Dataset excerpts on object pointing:
BEGIN

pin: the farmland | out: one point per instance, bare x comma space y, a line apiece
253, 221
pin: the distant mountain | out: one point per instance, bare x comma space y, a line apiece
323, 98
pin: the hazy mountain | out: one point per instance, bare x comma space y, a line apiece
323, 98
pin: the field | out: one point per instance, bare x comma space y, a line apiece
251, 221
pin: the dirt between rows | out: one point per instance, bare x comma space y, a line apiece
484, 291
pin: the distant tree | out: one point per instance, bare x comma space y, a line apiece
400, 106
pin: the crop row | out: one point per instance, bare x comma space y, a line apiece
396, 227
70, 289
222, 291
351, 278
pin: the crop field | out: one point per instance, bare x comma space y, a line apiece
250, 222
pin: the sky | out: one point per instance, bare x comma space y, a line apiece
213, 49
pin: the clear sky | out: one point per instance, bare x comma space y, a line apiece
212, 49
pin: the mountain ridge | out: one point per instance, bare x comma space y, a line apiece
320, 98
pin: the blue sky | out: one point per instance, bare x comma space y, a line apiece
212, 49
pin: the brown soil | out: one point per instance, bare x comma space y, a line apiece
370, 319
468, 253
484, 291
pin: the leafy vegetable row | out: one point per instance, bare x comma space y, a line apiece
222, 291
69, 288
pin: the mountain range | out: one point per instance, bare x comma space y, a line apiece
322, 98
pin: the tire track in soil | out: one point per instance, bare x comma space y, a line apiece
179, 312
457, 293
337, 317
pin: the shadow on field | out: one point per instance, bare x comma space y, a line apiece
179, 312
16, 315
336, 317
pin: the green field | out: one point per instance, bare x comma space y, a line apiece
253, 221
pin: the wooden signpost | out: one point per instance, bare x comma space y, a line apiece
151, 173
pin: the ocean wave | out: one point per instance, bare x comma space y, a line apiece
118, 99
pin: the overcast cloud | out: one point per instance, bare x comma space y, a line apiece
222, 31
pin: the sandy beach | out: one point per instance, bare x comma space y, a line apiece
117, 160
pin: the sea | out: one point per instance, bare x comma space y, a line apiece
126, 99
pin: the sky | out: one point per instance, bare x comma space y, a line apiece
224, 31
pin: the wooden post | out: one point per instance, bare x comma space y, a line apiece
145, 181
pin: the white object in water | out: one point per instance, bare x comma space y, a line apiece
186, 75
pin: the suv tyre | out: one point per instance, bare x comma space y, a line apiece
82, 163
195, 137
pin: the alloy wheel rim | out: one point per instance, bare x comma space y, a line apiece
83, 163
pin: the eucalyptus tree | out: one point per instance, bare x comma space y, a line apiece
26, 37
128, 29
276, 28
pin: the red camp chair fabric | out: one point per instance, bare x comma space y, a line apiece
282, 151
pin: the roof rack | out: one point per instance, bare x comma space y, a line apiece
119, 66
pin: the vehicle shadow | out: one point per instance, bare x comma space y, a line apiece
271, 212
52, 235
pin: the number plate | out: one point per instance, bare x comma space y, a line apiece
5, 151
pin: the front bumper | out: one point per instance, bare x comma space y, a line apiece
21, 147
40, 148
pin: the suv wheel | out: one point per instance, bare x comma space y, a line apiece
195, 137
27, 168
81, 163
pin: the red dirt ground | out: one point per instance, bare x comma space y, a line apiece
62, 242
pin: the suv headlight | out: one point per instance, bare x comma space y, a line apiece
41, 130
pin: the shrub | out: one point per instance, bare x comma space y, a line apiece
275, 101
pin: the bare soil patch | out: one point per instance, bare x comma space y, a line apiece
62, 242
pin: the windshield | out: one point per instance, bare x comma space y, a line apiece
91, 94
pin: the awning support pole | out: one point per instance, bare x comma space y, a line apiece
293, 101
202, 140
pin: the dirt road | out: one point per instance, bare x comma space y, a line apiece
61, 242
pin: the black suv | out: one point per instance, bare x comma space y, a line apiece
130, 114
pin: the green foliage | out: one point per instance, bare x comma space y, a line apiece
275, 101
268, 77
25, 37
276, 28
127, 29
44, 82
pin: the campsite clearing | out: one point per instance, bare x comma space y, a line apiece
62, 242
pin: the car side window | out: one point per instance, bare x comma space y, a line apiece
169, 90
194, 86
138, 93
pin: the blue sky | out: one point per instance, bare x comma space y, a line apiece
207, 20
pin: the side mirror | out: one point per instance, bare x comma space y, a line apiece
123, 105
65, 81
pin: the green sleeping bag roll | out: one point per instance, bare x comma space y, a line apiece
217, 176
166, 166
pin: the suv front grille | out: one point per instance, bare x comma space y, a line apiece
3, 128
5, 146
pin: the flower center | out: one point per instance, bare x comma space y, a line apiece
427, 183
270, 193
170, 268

END

- **DIRECTIONS FOR THIS TASK**: Express all of the records above as a two-column CSV with the header text,points. Give one row per record, with the record's text in the first quoted field, its answer in the second, and each line break replaced by a space.

- **ANSWER TO THIS EXERCISE**:
text,points
"pin: the farmland | out: one point per instance, bare x comma space y, a line apiece","253, 221"
"pin: the distant mountain | out: one point per instance, bare x comma space y, a line apiece","323, 98"
"pin: the hazy mountain | out: one point per instance, bare x comma space y, a line apiece","323, 98"
"pin: the field | out: one point per instance, bare x comma space y, a line apiece","251, 221"
"pin: the dirt between rows | out: one point per instance, bare x comma space y, a line apiece","484, 291"
"pin: the distant tree | out: one point per instance, bare x comma space y, a line apiece","400, 106"
"pin: the crop row | out: one point per instance, bare x comma space y, a line apiece","396, 227 70, 289 222, 291 351, 278"
"pin: the crop field | out: one point per instance, bare x comma space y, a line apiece","250, 222"
"pin: the sky | out: one point per instance, bare x comma space y, a line apiece","213, 49"
"pin: the clear sky | out: one point per instance, bare x comma space y, a line apiece","212, 49"
"pin: the mountain ridge | out: one point per instance, bare x comma space y, a line apiece","320, 98"
"pin: the blue sky | out: one point per instance, bare x comma space y, a line apiece","212, 49"
"pin: the brown soil | out: one point per instance, bare x comma space y, a line apiece","370, 319 468, 253 484, 291"
"pin: the leafy vegetable row | out: one point per instance, bare x comma space y, a line apiece","222, 291 69, 288"
"pin: the mountain range | out: one point per instance, bare x comma space y, a line apiece","322, 98"
"pin: the tire track in soil | out: one point per instance, bare x comma space y, a line apiece","179, 312 457, 293 337, 317"
"pin: the shadow on field | out: one point per instance, bare x comma space y, a line apiece","179, 312 16, 315 336, 317"
"pin: the green field | out: one point per instance, bare x comma space y, a line apiece","253, 221"
"pin: the wooden signpost | out: one point per instance, bare x comma space y, a line apiece","151, 173"
"pin: the ocean wave | out: one point per instance, bare x comma space y, a line apiece","118, 99"
"pin: the overcast cloud | out: one point per instance, bare x comma space y, a line apiece","222, 31"
"pin: the sandy beach | out: one point per instance, bare x comma space y, a line apiece","117, 160"
"pin: the sea | out: one point per instance, bare x comma space y, a line apiece","126, 99"
"pin: the sky | out: one point per instance, bare x comma space y, a line apiece","224, 31"
"pin: the wooden post | out: one point per instance, bare x comma space y, a line apiece","145, 181"
"pin: the white object in water | out: one point per instance, bare x comma space y, a line apiece","186, 75"
"pin: the suv tyre | out: one point per instance, bare x comma space y, a line apiece","82, 163 195, 137"
"pin: the alloy wheel rim | out: one point per instance, bare x comma space y, a line apiece","83, 163"
"pin: the eucalyptus tree | out: one point per instance, bare x comma space y, a line apiece","26, 37 128, 29 276, 28"
"pin: the red camp chair fabric | out: one point per instance, bare x comma space y, a line apiece","282, 151"
"pin: the roof rack | out: one point per instance, bare x comma space y, a line apiece","119, 66"
"pin: the vehicle shadow | out: one point per instance, bare x comma space y, a line apiece","271, 212 52, 235"
"pin: the number plate | out: one point per instance, bare x comma space y, a line apiece","5, 151"
"pin: the front bumper | out: one point per instance, bare x comma space y, a line apiece","21, 147 40, 148"
"pin: the suv wheel | out: one point per instance, bare x comma space y, a line apiece","195, 137 27, 168 81, 163"
"pin: the red dirt ground | out: one point per instance, bare x comma space y, a line apiece","62, 242"
"pin: the suv headlight | out: one point per instance, bare x comma space y, a line apiece","41, 130"
"pin: the shrub | out: one point per instance, bare x comma space y, a line apiece","275, 101"
"pin: the bare soil patch | out: one point per instance, bare x comma space y, a line apiece","62, 242"
"pin: the windshield | out: one point per instance, bare x comma space y, a line apiece","91, 94"
"pin: the awning support pole | out: one point per instance, bare x comma space y, a line apiece","293, 101 202, 140"
"pin: the dirt road | out: one point per instance, bare x comma space y, a line apiece","61, 242"
"pin: the black suv | out: one point per instance, bare x comma space y, a line apiece","130, 114"
"pin: the green foliage | out: one point per instance, bare x comma space y, a line apiece","275, 101 268, 77 25, 37 276, 28 127, 29 44, 82"
"pin: the campsite clearing | out: one point per instance, bare x comma space y, a line apiece","62, 242"
"pin: the car side window | out: one point per instance, bare x comma space y, a line apiece","169, 90 194, 86 138, 93"
"pin: the blue sky | out: one point per instance, bare x comma space y, a line apiece","207, 20"
"pin: the side mirror | out: one point per instance, bare x comma space y, a line apiece","123, 105 65, 81"
"pin: the green sleeping bag roll | out: one point per instance, bare x comma space y, a line apiece","217, 176 166, 166"
"pin: the suv front grille | out: one point per instance, bare x comma space y, a line apiece","3, 128 5, 146"
"pin: the flower center | out: one point per instance, bare x comma space y, a line apiece","427, 183 270, 193 170, 268"